SELECTED TEXT -
---
The only justification left to Dark Knight is the implicit idea that because Dent is now physically disfigured, of course he’ll be evil. Not only is this lazy storytelling, but it’s pretty damned ableist as well. Disabled folks are often stigmatized and feared for their looks, something this film only reinforces. For anyone who isn’t aware: having a visible disability does not make a person dangerous. If you won’t take my word for it, the founder of science fiction herself is happy to explain it.

Turning Harvey Dent into Two Face was always going to be a tall order, and the filmmakers made it even harder by cramming his entire arc into the Joker’s movie. If nothing else, we should have at least seen some signs of Dent’s villainous tendencies before he decides to pick up child murder as a hobby. It could also be that Two Face is simply too closely tied to ableist tropes to be worth salvaging, but that’s a discussion for another time.

Edit: This section originally left out Rachel’s role in the plot.

2. Sorsha, Willow

Sorsha mounted and armored for battle from Willow.

Willow may not have had the industry-changing power of Star Wars or Lord of the Rings, but it’s still an excellent film with a lot to offer. It’s got a little person as its protagonist, for one thing, and his arc is great. He goes from feeling inadequate because he can’t learn magic to realizing his own skills had value all along. Fantastic.

What’s less fantastic is the arc of Sorsha, one of the film’s villains. She’s not just any villain, though; she’s the big bad’s daughter. That sounds like a clichéd setup for the dashing hero to seduce her, but maybe Sorsha will avoid such a fate? For one thing, the main villain is her mother, not her father, and she doesn’t wear that sexy-yet-evil armor that’s so common in fantasy. So perhaps…

Oops, no, Sorsha does indeed join team good after being seduced by the oddly named Madmartigan.* And it is a doozy of a seduction, let me tell you. First, Madmartigan is accidentally put under a love charm and tries to seduce Sorsha. She rejects him. Then later, during a battle, she decides that she’s actually super into him. Madmartigan goes with it, even though he’s expressed no interest in her when he wasn’t under the influence of magic. She then switches sides.

So we have a villain switching sides based on a man she’s only met once while he was under the influence of magic. Sorsha seems perfectly happy with her job, and her only disagreement with her mother is over how much help she needs. This would be hard to believe even if the film had taken the time to actually show Sorsha and Madmartigan falling in love. As is, it feels like the filmmakers didn’t know what to do with Sorsha in the third act and had her join team good to reduce the number of loose ends they had to tie up.
---
DATA SECTION -
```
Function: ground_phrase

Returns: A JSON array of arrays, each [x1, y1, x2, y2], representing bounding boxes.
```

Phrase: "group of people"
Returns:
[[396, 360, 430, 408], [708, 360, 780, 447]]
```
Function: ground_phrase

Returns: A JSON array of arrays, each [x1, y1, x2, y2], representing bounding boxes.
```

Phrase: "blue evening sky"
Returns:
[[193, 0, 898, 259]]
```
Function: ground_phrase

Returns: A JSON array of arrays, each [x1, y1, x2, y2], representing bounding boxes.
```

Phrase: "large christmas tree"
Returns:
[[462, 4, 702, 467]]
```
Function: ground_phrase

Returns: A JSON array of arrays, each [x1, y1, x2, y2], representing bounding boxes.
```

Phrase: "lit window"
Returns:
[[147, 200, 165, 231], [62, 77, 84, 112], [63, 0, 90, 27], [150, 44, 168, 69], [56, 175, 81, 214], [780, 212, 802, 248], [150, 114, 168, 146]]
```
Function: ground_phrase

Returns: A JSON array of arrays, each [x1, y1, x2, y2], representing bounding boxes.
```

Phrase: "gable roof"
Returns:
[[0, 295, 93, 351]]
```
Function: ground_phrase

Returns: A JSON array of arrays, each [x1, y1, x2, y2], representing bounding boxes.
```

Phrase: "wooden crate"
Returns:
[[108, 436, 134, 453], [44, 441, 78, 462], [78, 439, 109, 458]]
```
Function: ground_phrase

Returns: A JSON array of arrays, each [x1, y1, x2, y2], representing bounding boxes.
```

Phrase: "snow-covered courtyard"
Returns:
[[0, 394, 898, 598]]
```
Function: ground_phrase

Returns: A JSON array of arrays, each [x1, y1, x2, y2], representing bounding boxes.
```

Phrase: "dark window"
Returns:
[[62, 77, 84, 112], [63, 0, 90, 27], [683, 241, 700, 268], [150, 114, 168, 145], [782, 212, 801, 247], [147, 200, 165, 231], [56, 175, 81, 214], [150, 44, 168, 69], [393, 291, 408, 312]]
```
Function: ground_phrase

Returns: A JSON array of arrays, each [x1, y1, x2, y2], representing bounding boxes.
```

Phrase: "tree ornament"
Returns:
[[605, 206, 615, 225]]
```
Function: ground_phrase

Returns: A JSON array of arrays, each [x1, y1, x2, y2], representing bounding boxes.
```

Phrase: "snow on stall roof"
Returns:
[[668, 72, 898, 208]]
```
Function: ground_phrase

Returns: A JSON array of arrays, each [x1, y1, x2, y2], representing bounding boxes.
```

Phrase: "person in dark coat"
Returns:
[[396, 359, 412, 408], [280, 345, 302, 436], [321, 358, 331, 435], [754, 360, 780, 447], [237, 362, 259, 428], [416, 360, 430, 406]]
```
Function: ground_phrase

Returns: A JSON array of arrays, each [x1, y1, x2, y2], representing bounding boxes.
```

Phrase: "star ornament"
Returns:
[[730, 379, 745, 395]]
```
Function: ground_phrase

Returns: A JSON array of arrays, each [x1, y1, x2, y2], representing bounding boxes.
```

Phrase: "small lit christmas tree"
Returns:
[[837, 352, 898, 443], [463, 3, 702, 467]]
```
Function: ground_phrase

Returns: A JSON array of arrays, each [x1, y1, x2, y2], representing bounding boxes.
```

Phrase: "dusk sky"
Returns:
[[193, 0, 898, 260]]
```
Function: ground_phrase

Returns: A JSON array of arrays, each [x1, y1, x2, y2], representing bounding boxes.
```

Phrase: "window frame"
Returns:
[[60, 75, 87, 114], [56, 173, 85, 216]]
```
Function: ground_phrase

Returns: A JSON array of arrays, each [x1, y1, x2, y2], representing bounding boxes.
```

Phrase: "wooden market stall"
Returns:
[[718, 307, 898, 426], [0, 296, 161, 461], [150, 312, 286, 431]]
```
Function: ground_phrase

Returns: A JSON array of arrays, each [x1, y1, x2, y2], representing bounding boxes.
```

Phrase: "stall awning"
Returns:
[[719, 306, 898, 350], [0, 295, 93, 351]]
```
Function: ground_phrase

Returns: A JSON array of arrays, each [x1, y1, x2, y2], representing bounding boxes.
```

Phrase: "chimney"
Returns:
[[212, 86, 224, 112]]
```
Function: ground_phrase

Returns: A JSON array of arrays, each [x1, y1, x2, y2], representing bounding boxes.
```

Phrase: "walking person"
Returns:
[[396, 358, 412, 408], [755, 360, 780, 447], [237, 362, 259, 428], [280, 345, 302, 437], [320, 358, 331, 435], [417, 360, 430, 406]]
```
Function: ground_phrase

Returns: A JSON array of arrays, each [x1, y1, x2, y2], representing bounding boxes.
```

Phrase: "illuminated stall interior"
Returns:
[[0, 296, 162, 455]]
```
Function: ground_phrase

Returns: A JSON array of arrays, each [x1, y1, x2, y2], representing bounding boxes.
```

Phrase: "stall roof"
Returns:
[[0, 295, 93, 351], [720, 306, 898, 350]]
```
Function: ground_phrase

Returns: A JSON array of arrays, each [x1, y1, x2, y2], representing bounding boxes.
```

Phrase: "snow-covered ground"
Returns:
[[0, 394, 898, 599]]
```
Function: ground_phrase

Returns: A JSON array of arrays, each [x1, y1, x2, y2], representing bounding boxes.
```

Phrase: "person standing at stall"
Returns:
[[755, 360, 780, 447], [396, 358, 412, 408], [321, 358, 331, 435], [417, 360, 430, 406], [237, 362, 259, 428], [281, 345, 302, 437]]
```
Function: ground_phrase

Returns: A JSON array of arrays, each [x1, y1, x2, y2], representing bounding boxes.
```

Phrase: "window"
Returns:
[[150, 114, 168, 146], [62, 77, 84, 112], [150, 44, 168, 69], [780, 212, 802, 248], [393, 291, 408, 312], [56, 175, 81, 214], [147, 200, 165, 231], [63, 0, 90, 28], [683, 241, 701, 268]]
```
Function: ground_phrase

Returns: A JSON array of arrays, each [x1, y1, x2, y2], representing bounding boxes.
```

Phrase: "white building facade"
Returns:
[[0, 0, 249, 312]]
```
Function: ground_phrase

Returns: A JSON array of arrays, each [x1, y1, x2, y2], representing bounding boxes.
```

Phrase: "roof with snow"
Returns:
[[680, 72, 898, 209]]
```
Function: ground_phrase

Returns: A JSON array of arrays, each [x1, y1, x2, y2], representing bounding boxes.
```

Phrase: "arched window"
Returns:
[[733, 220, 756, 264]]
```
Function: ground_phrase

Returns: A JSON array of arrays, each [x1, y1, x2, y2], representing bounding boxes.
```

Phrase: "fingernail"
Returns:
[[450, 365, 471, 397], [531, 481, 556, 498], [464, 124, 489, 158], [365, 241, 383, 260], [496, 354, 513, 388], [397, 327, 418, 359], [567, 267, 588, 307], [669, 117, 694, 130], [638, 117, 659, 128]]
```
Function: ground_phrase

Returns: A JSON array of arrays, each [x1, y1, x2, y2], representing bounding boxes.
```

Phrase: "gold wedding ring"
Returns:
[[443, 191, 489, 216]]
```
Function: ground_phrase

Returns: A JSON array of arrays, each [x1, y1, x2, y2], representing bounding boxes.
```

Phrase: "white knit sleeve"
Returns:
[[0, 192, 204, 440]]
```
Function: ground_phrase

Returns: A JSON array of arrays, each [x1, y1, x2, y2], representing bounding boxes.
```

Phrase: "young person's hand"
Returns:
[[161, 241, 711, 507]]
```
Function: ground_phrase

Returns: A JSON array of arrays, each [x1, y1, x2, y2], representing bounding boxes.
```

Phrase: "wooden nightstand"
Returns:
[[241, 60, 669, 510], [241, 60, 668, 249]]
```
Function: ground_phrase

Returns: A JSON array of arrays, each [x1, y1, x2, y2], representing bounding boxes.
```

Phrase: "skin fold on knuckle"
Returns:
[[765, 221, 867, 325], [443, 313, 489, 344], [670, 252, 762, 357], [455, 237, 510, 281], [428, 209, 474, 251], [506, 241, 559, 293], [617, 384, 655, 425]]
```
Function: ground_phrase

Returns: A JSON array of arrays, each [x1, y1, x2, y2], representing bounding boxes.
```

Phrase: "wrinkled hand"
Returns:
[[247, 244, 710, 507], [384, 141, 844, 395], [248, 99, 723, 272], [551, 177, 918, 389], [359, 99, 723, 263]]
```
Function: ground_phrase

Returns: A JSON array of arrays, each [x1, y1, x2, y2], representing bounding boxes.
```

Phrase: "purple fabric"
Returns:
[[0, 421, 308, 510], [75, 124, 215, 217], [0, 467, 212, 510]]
---
WORK TO COMPLETE -
**a.** Answer these questions using the film-villain critique:
(i) What makes the Willow protagonist feel inadequate at first?
(ii) Who is the main villain of Willow in relation to Sorsha?
(iii) According to the edit note, what did the section on Dent originally leave out?
**b.** In the film-villain critique, take the passage that begins with the words "So we have a" and ends after "had to tie up.", and change "team good" to "the heroes".

PER-TASK OUTPUTS -
**a.**
(i) He can't learn magic.
(ii) Her mother.
(iii) Rachel's role in the plot.

**b.**
So we have a villain switching sides based on a man she’s only met once while he was under the influence of magic. Sorsha seems perfectly happy with her job, and her only disagreement with her mother is over how much help she needs. This would be hard to believe even if the film had taken the time to actually show Sorsha and Madmartigan falling in love. As is, it feels like the filmmakers didn’t know what to do with Sorsha in the third act and had her join the heroes to reduce the number of loose ends they had to tie up.